EXTRACT PROVIDED
LeetCode 279 : Perfect Squares

2. 🧠 Solution Overview

This problem requires finding the minimum number of perfect square numbers that sum to a given integer n. A perfect square is an integer that is the square of an integer (e.g., 1, 4, 9, 16). Below are the main approaches:

Method	Key Idea	Time Complexity	Space Complexity
Dynamic Programming	DP array storing min squares for each number	O(n√n)	O(n)
Space-Optimized DP	Similar but more efficient implementation	O(n√n)	O(n)
Mathematical Approach	Using Lagrange's four-square theorem	O(√n)	O(1)

3. 🟢 Solution 1: Dynamic Programming (Bottom-Up)

3.1. Algorithm Idea

We use a DP array where dp[i] represents the minimum number of perfect squares that sum to i. The key insight is that any number i can be expressed as i = (i - j×j) + j×j for some j, where j×j is a perfect square. Therefore, the solution for i depends on solutions for smaller numbers .

3.2. Key Points

State Definition : dp[i] = minimum perfect squares that sum to i
State Transition : dp[i] = min(dp[i], dp[i - j×j] + 1) for all j where j×j ≤ i
Initialization :
- dp[0] = 0 (base case: 0 requires 0 squares)
- Initialize all other dp[i] to a large value (e.g., Integer.MAX_VALUE)

REQUEST A
In the records below, reproduce the lines exactly, starting with the line that contains "Annotate the gutter" and continuing through the end of the records.

SUPPLIED INFORMATION
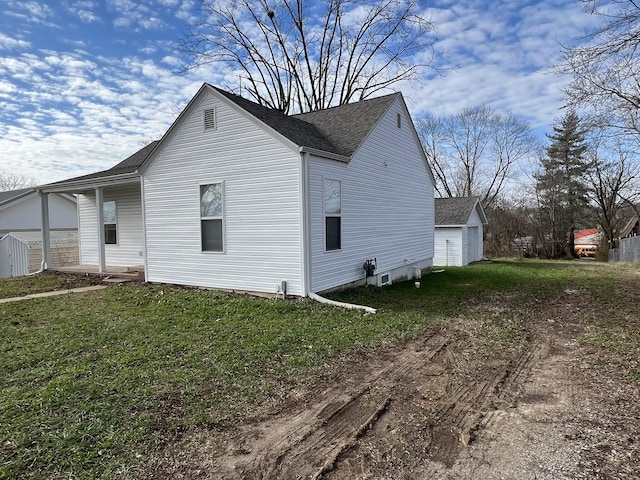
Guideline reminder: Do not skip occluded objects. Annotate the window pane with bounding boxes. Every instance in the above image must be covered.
[104,223,118,245]
[200,220,224,252]
[325,217,342,250]
[324,180,341,215]
[200,183,222,217]
[102,201,118,223]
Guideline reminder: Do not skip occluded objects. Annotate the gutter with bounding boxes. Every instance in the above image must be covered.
[38,170,140,193]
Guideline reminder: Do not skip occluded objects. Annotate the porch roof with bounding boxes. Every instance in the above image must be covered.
[38,140,159,193]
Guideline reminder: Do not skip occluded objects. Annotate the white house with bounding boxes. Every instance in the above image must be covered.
[39,84,434,296]
[433,197,487,266]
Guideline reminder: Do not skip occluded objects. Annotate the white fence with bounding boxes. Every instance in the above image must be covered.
[609,237,640,263]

REQUEST B
According to the Perfect Squares write-up, what theorem does the mathematical approach use?

OUTPUT A
Guideline reminder: Do not skip occluded objects. Annotate the gutter with bounding boxes. Every instance in the above image must be covered.
[38,170,140,193]
Guideline reminder: Do not skip occluded objects. Annotate the porch roof with bounding boxes. Every instance in the above image must be covered.
[38,140,159,193]
Guideline reminder: Do not skip occluded objects. Annotate the white house with bounding boxes. Every instance in the above image must be covered.
[39,84,434,296]
[433,197,487,266]
Guideline reminder: Do not skip occluded objects. Annotate the white fence with bounding boxes. Every instance in the above image must be covered.
[609,237,640,263]

OUTPUT B
Lagrange's four-square theorem.